■ Material provided ■
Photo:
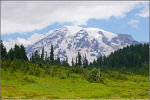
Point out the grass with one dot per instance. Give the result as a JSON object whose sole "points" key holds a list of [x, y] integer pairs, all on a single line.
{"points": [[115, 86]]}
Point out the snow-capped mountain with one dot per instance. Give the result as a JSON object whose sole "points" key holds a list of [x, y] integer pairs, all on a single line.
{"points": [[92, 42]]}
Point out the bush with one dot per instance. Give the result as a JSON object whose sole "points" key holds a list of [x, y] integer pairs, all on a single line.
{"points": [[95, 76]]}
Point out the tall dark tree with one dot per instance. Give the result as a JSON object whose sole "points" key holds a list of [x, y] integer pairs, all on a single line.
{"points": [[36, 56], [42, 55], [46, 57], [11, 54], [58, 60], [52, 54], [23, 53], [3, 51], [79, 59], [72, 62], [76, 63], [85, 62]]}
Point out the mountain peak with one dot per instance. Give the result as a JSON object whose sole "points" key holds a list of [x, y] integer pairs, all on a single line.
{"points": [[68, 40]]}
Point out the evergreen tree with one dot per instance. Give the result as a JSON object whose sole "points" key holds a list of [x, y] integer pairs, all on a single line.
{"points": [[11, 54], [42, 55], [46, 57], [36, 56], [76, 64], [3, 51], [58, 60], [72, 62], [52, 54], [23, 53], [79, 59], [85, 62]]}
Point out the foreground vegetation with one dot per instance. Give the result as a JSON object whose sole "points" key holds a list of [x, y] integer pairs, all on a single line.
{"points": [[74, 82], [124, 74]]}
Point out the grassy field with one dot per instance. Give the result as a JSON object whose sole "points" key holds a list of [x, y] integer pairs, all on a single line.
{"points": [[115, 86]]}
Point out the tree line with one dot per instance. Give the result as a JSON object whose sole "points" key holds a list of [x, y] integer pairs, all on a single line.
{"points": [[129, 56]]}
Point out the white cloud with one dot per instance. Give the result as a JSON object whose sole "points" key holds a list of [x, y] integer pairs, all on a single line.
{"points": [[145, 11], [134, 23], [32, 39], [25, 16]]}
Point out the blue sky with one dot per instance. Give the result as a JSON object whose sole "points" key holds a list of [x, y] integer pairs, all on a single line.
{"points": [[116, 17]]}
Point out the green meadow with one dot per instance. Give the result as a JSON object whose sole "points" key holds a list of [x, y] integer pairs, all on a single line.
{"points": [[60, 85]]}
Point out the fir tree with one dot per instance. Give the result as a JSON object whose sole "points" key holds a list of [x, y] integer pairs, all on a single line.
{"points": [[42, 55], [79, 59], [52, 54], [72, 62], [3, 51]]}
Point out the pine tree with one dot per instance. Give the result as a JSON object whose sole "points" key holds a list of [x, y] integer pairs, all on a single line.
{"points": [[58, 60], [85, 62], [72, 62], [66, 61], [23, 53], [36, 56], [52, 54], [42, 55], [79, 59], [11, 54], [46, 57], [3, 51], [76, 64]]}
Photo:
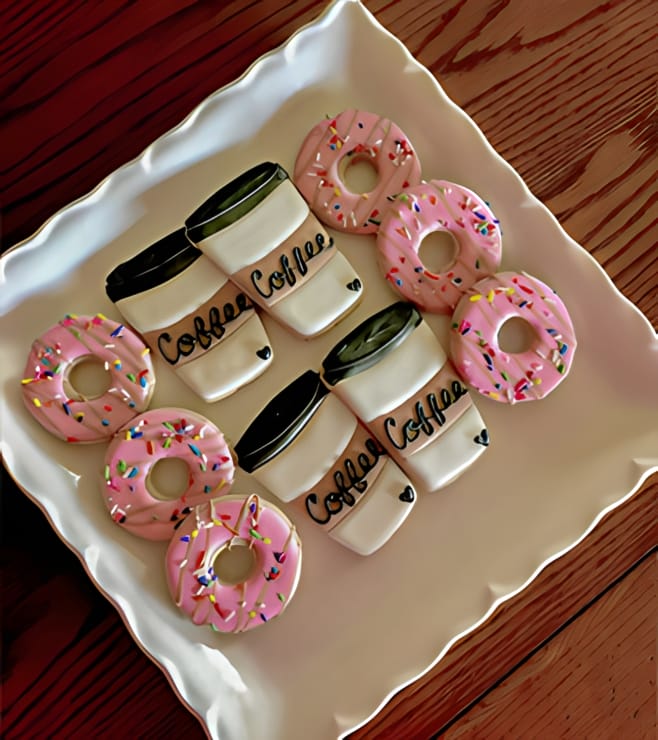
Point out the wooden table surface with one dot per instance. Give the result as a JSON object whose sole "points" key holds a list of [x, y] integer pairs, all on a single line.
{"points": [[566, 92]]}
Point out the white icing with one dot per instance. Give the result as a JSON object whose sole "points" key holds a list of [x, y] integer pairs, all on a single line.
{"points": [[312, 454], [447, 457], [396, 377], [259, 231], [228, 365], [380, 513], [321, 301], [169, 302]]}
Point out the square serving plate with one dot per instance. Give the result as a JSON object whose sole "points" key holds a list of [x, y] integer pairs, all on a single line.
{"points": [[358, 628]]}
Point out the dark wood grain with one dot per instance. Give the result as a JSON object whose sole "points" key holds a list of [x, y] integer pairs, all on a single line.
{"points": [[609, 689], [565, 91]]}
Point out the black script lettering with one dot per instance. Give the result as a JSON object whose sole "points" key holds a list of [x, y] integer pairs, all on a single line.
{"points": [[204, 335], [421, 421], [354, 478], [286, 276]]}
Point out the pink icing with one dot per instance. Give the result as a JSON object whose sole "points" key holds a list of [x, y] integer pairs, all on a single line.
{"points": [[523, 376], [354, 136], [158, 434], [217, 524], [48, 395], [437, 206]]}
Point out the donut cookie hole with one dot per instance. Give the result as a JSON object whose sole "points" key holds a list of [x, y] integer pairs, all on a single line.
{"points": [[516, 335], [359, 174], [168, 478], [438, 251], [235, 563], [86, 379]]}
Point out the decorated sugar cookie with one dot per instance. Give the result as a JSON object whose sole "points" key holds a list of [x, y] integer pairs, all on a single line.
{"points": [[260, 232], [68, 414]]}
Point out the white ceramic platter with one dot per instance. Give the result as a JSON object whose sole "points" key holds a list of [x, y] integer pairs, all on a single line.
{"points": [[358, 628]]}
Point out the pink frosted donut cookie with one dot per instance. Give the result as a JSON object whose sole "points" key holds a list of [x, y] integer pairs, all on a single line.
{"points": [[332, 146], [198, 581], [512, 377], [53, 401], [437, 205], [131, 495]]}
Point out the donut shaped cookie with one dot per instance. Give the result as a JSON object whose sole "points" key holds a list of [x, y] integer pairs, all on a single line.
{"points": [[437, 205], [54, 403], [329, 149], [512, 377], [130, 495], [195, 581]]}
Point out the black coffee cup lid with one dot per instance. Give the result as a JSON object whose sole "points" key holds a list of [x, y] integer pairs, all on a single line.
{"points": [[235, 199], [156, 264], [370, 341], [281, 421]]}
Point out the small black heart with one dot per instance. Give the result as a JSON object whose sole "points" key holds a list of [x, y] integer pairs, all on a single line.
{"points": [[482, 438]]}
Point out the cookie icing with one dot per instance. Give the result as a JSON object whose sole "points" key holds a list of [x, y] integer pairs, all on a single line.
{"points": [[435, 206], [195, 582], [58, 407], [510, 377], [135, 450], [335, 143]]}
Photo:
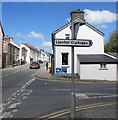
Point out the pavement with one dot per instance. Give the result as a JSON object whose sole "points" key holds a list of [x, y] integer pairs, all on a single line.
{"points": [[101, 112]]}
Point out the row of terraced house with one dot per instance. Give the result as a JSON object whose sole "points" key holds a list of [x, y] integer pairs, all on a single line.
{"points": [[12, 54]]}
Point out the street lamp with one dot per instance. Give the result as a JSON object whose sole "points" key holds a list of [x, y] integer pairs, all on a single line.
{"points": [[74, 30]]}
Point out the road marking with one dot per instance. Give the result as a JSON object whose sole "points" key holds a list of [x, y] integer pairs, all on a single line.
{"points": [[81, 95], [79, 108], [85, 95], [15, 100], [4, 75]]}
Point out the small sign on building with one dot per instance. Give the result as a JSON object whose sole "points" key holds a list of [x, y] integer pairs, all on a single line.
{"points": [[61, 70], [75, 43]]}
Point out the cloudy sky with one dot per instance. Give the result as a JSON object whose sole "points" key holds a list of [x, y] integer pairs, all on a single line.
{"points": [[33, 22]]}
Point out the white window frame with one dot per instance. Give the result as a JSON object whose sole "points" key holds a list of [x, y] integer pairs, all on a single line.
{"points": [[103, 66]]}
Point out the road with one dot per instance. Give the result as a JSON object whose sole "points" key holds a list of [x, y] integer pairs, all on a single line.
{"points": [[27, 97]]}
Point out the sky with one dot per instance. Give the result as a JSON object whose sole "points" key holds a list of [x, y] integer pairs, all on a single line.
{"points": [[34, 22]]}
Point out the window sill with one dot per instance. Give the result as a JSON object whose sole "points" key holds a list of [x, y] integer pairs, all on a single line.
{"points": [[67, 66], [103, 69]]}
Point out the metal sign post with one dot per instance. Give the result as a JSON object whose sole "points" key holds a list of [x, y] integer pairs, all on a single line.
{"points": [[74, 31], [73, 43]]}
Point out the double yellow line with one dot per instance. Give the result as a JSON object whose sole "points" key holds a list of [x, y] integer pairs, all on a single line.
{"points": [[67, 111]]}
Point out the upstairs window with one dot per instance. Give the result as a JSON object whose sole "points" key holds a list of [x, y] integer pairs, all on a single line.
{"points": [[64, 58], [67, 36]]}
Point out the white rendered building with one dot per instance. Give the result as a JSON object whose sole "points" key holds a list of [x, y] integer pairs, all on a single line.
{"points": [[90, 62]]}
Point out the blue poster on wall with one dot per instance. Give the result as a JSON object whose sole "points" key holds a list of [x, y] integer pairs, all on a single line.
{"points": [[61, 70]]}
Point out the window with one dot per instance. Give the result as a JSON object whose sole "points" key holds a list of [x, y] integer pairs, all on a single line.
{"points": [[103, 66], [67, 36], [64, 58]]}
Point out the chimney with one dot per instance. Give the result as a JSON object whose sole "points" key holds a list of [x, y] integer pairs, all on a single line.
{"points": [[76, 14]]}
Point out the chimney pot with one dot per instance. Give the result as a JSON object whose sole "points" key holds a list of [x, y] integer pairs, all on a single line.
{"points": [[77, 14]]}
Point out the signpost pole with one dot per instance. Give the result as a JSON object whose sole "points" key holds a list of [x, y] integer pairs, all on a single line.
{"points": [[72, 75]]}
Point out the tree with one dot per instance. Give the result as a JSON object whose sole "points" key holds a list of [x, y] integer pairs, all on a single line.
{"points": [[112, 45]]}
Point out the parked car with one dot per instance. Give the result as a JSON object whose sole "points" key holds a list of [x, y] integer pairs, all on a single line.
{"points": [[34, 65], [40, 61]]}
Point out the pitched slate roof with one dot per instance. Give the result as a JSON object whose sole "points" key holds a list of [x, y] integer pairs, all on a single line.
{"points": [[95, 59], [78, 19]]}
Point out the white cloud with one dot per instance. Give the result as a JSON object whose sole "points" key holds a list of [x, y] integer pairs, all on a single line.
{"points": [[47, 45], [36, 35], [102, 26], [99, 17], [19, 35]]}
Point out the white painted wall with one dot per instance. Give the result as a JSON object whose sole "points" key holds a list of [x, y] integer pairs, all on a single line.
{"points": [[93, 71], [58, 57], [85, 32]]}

■ Stated task ■
Copy exactly, and only, the lines from the one containing "Point out the parked" through the last line of the listing.

■ Response below ■
Point out the parked car with one dot per instance. Give the result as a JSON object whose sole "points" key holds a list of [x, y] integer pairs, all on a single line.
{"points": [[34, 65], [40, 61]]}
Point out the pitched slate roof with one dot per instance. Give the result as a JSON object whose sole "points" key holds a list of [x, y] integer pairs, all on a single line.
{"points": [[95, 59], [78, 19]]}
Point out the white cloud with one dot per instance. Give the result as a JSON object whose sole "points" key holds a list of [x, y] integer pairs, all on a single line.
{"points": [[47, 45], [36, 35], [102, 26], [99, 17], [19, 35]]}
Point out the white painted wall with one dot per instance. Give the result as a JSON object whose sole "points" key holds a list of [x, y] integer pairs, all on a single line.
{"points": [[93, 71], [58, 57], [85, 32]]}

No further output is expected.